(Extracted data entries)
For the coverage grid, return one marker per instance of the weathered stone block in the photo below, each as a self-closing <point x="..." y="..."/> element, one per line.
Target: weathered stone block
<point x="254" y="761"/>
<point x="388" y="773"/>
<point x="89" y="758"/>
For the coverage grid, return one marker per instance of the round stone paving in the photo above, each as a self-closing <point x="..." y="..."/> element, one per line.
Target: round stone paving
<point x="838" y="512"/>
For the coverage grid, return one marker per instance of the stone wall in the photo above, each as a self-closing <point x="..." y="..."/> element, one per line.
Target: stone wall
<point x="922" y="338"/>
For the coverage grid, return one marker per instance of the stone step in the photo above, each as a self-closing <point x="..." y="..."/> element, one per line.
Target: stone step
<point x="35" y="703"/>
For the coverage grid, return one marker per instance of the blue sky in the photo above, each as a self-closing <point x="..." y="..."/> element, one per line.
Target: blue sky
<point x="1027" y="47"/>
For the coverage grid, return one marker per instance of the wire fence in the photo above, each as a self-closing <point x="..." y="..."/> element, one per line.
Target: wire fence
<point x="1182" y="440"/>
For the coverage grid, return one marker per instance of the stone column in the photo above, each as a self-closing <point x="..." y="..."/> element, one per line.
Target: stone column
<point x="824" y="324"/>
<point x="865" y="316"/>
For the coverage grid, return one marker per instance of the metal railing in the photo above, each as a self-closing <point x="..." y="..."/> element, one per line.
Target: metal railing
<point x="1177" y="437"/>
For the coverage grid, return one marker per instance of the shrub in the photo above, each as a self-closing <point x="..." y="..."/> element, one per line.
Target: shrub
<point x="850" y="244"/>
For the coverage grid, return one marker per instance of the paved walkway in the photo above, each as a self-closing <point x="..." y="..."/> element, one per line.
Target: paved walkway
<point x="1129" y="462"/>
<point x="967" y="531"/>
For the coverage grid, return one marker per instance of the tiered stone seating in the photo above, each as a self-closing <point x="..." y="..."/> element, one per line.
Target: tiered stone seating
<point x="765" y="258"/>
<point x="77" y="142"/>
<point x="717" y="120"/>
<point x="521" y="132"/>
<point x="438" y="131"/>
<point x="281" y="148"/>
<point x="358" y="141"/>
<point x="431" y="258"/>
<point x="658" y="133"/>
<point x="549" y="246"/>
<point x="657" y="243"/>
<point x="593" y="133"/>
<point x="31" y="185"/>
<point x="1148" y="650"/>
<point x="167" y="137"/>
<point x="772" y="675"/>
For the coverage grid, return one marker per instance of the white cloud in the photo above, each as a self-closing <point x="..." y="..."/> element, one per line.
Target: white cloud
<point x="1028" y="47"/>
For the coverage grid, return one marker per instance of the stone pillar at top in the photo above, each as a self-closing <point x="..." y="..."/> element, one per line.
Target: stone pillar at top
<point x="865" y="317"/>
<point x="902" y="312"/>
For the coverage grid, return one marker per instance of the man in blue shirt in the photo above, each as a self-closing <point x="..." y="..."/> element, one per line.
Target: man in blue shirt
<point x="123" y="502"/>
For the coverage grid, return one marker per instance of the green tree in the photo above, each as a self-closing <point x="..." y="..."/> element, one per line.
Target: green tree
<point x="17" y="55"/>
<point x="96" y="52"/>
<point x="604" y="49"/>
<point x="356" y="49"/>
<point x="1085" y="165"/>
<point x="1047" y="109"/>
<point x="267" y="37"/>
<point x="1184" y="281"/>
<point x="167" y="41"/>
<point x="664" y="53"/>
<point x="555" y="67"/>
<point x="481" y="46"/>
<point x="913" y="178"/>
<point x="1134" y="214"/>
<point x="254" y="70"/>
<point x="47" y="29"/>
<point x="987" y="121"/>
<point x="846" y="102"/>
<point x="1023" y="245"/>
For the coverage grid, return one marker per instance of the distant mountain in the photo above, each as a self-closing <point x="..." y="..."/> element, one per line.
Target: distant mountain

WRITTEN INSTRUCTION: Copy all of the rows above word for word, keeping every line the same.

RIGHT ANSWER:
For the coverage grid, return one marker per instance of the weathered stone block in the photo below, each as a self-closing <point x="..." y="..."/> element, one per line.
Target: weathered stone block
<point x="254" y="761"/>
<point x="388" y="773"/>
<point x="89" y="758"/>
For the coverage grid, return one marker per instance of the round stone paving in the photo above, each as a self-closing <point x="..." y="..."/> element, one per line.
Target: round stone paving
<point x="838" y="512"/>
For the coverage grid, return one marker per instance of the stone wall in the photo above, each as a self-closing <point x="..." y="..."/> element, one per line.
Target: stone wall
<point x="922" y="338"/>
For the coverage grid, return one marker per instance of the stone step in the photo above, each as a self-closing <point x="..." y="..."/> element, one per line.
Target: stone step
<point x="35" y="703"/>
For the coverage grid, return one marker per instance of the blue sky in the photo above, each as a self-closing <point x="..." y="..."/> element, one per line.
Target: blue sky
<point x="1027" y="47"/>
For the coverage grid, return one marker per instance of the wire fence in the photo above, each as a self-closing <point x="..." y="..."/> element, one per line.
Target: wire fence
<point x="1182" y="440"/>
For the coverage grid, return one marker per instance of the stone column in the photo above, each as a self-closing <point x="..." y="..."/> element, one per line.
Target: stone column
<point x="824" y="324"/>
<point x="865" y="316"/>
For the coverage grid, return one marker per instance of the metal railing in the photo above, each as a self-closing <point x="..." y="..."/> element, one per line.
Target: metal railing
<point x="1177" y="437"/>
For the coverage grid, return one marker per instance of the shrub in the photo above, each as a self-closing <point x="..." y="..."/> element, one per line.
Target: shrub
<point x="850" y="244"/>
For the coverage grid, return one marker per instance of the paved walkway in the photo above, each as a self-closing <point x="..." y="..."/> element, one per line.
Target: paved walkway
<point x="1129" y="462"/>
<point x="967" y="531"/>
For the coverage grid, return one marker per instance of the tiered stone seating in the photo above, each as a self-closing <point x="..." y="..."/> element, one per line.
Target: tiered stone seating
<point x="765" y="258"/>
<point x="77" y="142"/>
<point x="717" y="120"/>
<point x="521" y="132"/>
<point x="438" y="131"/>
<point x="281" y="148"/>
<point x="358" y="141"/>
<point x="431" y="258"/>
<point x="658" y="133"/>
<point x="549" y="246"/>
<point x="657" y="243"/>
<point x="593" y="133"/>
<point x="31" y="185"/>
<point x="1148" y="650"/>
<point x="167" y="137"/>
<point x="772" y="675"/>
For the coverage grid, return one marker per instance of the white cloud in the photo above, each as a self-closing <point x="..." y="..."/> element, one per line.
Target: white cloud
<point x="1028" y="47"/>
For the coverage grid, return one marker per instance of the stone pillar at top in the photo above, each as a self-closing <point x="..." y="..."/> element, one per line.
Target: stone pillar at top
<point x="865" y="317"/>
<point x="902" y="312"/>
For the coverage grid, return one marker per instance of the man in blue shirt in the photo above, each as a self-closing <point x="..." y="..."/> element, one per line.
Target: man in blue shirt
<point x="123" y="502"/>
For the coverage grid, return one marker per instance of the green tree in the photo above, each as a self-closing <point x="..." y="..."/> element, one per line.
Target: green tree
<point x="17" y="55"/>
<point x="96" y="52"/>
<point x="604" y="49"/>
<point x="356" y="49"/>
<point x="1085" y="165"/>
<point x="1047" y="109"/>
<point x="267" y="37"/>
<point x="1184" y="281"/>
<point x="167" y="41"/>
<point x="664" y="53"/>
<point x="555" y="67"/>
<point x="481" y="46"/>
<point x="913" y="178"/>
<point x="1134" y="214"/>
<point x="254" y="70"/>
<point x="47" y="29"/>
<point x="987" y="121"/>
<point x="846" y="102"/>
<point x="1023" y="245"/>
For the coverage grid, return one marker per instance of the distant mountain in the photo above, each as a self-closing <point x="..." y="..."/> element, one per line.
Target: distant mountain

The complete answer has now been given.